Gather every line in the records below that contains the word "rope".

Top of RECORDS PROVIDED

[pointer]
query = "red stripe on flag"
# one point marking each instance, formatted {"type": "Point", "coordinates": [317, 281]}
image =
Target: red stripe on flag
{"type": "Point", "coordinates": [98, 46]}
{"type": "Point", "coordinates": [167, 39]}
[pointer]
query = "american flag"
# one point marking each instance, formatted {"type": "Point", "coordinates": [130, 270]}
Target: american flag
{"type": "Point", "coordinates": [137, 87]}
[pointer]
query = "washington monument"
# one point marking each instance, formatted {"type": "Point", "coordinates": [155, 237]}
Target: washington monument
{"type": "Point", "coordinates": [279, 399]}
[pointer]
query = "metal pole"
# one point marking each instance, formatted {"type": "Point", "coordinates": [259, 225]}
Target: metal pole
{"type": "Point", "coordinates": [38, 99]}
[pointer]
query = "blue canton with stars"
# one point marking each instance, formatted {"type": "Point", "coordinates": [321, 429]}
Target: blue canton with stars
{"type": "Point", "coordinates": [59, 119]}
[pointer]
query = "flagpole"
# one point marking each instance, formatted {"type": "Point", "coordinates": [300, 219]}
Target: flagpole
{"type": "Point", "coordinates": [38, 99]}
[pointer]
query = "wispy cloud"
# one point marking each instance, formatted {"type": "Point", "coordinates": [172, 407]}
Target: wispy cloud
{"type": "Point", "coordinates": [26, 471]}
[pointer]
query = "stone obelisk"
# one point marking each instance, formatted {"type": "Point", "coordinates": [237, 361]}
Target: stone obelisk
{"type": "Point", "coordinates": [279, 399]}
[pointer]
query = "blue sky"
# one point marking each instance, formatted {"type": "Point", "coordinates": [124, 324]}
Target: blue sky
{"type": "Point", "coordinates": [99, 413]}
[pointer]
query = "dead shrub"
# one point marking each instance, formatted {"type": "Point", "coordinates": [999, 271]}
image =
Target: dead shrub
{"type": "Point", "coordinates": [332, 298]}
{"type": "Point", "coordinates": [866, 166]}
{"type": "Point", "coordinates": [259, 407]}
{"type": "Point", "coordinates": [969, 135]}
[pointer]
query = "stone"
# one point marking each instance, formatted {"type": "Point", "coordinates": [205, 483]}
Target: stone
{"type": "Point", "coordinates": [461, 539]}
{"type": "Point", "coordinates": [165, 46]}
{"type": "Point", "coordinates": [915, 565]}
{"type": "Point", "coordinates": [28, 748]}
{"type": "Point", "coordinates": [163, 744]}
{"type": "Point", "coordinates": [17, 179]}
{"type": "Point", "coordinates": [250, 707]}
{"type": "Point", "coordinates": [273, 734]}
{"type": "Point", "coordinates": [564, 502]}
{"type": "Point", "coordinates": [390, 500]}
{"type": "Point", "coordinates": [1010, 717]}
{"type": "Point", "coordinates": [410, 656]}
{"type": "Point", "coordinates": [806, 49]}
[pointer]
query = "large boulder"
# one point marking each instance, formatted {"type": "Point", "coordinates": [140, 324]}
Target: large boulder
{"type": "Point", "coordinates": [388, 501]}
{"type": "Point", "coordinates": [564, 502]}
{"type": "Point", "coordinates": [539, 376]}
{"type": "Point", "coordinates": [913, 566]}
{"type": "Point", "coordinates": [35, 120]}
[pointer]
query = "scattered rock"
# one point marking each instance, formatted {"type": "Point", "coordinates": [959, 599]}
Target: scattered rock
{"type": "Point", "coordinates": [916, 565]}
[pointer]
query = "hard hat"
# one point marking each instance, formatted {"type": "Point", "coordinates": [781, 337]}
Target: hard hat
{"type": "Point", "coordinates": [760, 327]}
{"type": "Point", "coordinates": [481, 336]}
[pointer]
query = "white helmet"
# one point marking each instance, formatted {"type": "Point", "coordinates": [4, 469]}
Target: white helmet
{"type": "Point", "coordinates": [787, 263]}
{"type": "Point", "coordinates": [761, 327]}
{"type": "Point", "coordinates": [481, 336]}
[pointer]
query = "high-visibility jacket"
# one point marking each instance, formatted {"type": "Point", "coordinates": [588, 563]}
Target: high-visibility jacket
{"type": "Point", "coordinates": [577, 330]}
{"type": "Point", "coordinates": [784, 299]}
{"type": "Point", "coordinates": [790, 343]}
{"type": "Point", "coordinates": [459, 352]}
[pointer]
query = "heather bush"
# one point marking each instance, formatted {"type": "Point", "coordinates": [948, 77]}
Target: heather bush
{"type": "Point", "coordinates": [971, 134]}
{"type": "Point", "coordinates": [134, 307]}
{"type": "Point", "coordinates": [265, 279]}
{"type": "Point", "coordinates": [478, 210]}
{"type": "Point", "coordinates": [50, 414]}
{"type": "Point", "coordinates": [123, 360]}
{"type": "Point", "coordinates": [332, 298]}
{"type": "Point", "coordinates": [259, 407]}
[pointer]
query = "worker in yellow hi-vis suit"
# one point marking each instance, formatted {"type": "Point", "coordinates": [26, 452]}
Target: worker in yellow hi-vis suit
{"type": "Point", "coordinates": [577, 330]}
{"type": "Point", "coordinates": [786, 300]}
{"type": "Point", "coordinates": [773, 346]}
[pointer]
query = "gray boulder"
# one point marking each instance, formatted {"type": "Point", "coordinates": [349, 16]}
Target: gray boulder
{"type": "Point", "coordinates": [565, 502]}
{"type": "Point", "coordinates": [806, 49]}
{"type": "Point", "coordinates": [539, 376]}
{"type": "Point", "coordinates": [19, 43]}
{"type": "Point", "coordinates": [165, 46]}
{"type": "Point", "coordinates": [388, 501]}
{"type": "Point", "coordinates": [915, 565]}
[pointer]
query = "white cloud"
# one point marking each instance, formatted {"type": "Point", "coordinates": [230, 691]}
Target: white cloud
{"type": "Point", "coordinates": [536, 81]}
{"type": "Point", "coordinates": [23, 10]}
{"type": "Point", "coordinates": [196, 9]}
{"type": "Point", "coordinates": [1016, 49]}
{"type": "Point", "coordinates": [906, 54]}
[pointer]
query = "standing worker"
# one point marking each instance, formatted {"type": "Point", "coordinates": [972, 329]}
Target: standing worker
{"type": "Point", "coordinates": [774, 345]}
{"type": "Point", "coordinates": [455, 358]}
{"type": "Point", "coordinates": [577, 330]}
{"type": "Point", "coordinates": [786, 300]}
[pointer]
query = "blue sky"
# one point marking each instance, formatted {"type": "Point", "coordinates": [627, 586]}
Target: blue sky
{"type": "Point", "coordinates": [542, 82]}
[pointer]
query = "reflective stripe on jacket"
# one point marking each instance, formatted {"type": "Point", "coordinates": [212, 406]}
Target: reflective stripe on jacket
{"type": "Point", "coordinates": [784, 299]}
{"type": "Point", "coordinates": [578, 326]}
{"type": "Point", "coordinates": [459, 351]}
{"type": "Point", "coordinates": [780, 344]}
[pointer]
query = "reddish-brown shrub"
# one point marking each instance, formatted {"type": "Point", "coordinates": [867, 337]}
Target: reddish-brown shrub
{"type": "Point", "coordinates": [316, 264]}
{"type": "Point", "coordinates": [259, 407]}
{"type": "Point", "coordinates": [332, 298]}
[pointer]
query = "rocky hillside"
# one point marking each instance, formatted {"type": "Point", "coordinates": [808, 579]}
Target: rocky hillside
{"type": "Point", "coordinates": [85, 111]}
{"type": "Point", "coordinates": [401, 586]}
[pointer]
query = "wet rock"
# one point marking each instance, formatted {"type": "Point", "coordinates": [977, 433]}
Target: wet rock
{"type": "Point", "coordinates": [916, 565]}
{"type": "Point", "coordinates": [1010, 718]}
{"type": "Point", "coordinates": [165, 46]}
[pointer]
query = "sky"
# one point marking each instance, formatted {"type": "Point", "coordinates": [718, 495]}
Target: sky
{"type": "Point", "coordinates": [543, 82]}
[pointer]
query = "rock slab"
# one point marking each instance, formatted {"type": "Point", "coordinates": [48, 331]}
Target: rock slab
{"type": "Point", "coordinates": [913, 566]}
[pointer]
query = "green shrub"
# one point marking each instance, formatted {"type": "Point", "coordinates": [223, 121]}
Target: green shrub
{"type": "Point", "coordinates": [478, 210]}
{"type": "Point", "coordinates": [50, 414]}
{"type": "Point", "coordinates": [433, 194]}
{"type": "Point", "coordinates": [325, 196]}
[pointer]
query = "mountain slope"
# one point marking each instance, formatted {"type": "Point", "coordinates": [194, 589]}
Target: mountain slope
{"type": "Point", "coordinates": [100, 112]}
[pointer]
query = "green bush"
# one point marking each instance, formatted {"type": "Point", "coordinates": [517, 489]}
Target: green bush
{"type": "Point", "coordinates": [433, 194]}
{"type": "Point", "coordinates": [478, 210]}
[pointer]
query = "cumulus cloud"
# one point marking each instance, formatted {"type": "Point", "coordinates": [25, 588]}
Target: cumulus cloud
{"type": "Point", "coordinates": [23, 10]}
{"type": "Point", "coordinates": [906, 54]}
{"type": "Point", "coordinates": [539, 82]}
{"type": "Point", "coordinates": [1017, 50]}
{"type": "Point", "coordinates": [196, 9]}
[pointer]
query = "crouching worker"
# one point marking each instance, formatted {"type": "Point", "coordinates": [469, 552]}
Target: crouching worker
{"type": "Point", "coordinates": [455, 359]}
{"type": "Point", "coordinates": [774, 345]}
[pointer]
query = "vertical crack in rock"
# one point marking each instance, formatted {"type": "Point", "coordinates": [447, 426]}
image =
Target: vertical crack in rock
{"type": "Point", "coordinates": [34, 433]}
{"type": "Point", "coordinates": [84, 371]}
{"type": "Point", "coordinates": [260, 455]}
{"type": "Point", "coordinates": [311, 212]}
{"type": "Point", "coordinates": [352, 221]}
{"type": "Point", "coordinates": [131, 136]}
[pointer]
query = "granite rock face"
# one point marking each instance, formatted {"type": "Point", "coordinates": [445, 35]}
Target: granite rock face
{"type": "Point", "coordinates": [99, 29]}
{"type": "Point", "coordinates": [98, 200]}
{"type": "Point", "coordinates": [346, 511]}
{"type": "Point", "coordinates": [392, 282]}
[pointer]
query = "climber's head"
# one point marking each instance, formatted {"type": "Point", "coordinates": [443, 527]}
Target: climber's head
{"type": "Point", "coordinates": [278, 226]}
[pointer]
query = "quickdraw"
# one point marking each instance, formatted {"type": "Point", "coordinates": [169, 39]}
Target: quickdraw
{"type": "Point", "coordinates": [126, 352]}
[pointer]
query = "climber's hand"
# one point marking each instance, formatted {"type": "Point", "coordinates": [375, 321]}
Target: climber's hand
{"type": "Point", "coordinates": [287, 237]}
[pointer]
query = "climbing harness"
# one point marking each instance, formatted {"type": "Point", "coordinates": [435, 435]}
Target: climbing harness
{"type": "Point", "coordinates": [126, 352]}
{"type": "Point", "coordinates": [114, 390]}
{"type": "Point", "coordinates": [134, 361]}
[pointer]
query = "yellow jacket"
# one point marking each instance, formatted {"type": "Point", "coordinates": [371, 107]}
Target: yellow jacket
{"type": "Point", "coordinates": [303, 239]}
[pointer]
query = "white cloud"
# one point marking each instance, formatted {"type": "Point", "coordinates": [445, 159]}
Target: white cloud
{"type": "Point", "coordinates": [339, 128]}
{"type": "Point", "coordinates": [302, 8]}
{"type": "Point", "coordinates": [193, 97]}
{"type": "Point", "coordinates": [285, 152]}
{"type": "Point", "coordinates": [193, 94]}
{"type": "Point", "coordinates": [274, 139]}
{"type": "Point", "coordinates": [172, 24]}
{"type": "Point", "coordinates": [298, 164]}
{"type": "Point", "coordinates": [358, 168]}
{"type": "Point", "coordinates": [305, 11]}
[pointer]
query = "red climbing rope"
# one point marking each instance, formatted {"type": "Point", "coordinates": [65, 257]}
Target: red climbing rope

Bottom of RECORDS PROVIDED

RESULT:
query = "red climbing rope"
Target: red climbing rope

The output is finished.